» Consignes:
1. D'après le texte sur le granite des Sept Laux, quelle cassure majeure sépare les gneiss d'Allemont du complexe plutono-volcanique de Belledonne ?
2. Poursuivez le texte sur le granite des Sept Laux et son encaissant gneissique à la suite de sa dernière phrase.

» Texte cité:
-=-=-=-=-

Ce granite ne représente donc pas un véritable pluton* intrusif mais plutôt un granite d'anatexie, c'est-à-dire formé par fusion sur place, puis expulsé vers le haut par les mouvements tectoniques hercyniens. Il est d'ailleurs affecté par la même foliation que son encaissant gneissique (bien qu'elle y soit moins intense).
L'encaissant du pluton* est constitué
par des gneiss anciennement qualifiés de "leptynitiques"*
(ex "série brune"), qui ne correspondent pas,
en fait, à des alternances de matériel volcanique
(séries "spilite-keratophyre") mais au métamorphisme
d'une série pélitique avec rares passées
volcano-détritiques. Ces gneiss "d'Allemont", dits "leptynitiques" ou "micacés" et, plus souvent désormais, "biotitiques" ou "à deux micas",
sont considérés comme très anciens, datant
sans doute du Paléozoïque inférieur ou peut-être
du Précambrien. Ils sont distincts des gneiss du complexe
plutono-volcanique de Belledonne dont ils sont d'ailleurs séparés
par une cassure majeure, l'accident d'Allemont
Les gneiss d'Allemont constituent la voûte d'un vaste anticlinal,
très ouvert, ayant le pluton* des Sept Laux pour coeur.
Sur le flanc est de cette voûte anticlinale se développe,
au dessus du granite, une frange de quelques centaines de mètres,
de roches recristallisées et injectées de petits
filons d'aplite* ou de pegmatite*. Peu au dessus les gneiss passent
à des faciès de plus en plus amphiboliques, voire
à des amphibolites* (ex "série verte")

-=-=-=-=-

» Données extraites:
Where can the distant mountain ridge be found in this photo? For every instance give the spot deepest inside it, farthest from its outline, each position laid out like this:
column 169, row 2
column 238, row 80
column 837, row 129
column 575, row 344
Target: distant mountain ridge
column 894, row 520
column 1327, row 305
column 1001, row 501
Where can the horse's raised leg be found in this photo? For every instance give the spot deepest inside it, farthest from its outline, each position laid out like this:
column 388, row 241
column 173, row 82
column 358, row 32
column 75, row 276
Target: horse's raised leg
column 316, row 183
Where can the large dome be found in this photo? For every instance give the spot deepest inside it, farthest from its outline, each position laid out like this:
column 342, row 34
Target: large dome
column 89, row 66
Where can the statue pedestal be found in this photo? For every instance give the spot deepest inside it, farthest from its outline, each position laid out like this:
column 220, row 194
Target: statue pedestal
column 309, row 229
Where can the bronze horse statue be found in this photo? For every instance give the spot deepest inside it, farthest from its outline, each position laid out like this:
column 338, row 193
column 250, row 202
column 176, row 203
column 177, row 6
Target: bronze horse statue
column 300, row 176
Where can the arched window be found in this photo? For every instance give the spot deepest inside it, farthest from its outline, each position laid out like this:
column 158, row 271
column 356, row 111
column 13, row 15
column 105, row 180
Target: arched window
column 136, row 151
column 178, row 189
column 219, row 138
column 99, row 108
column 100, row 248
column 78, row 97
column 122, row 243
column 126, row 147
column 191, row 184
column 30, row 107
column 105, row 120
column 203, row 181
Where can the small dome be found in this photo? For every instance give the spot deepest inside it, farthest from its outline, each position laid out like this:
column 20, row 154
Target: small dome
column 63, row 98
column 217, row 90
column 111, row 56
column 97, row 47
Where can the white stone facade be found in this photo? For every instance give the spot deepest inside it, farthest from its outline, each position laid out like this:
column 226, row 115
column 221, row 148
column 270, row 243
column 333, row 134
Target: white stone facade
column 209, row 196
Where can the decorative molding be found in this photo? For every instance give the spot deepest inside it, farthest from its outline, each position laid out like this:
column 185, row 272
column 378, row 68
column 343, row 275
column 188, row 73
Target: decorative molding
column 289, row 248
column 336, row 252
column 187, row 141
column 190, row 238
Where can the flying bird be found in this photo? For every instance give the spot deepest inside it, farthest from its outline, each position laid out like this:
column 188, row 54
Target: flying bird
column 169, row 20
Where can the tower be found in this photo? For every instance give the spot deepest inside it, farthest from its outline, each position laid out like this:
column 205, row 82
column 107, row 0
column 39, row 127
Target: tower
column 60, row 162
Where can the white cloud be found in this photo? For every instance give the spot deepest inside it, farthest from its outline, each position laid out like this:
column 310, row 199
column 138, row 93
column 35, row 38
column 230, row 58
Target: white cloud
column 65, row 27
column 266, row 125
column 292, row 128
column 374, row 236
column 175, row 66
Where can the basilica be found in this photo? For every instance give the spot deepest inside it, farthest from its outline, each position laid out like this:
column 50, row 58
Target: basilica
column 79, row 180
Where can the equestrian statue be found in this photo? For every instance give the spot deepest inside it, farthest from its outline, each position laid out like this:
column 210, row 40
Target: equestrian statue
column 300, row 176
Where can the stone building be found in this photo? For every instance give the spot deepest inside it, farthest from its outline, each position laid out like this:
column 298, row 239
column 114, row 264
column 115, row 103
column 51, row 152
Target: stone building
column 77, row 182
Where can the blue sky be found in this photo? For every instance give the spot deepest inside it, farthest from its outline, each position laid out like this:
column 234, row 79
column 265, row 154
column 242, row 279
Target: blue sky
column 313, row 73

-=-=-=-=-

» Réponses dans l'ordre:
1. L'accident d'Allemont.

2.
qui y affleurent en bandes alternantes. Du côté ouest,
au contraire, les gneiss d'Allemont viennent en contact brutal
avec le granite par l'intermédiaire de la grande faille
de la Belle Étoile, qui surhausse le coeur de l'anticlinal.
La crête faîtière du massif des Sept Laux, depuis les lacs des Sept Laux jusqu'au col du Merlet, est taillée dans ces gneiss, la plupart des sommets principaux (tel le Puy Gris) étant formés par les bandes de gneiss les plus amphiboliques. Ces alternances de gneiss plus ou moins amphiboliques sont tranchées obliquement par la grande cassure hercynienne du décrochement de Saint-Rémy (appelée plus au sud-ouest "accident de Fond-de-France"), dont le rejet dextre, pluri-kilométrique, ramène le granite vers le nord-est, jusqu'à former la crête faîtière du massif d'Allevard, au nord du col du Merlet.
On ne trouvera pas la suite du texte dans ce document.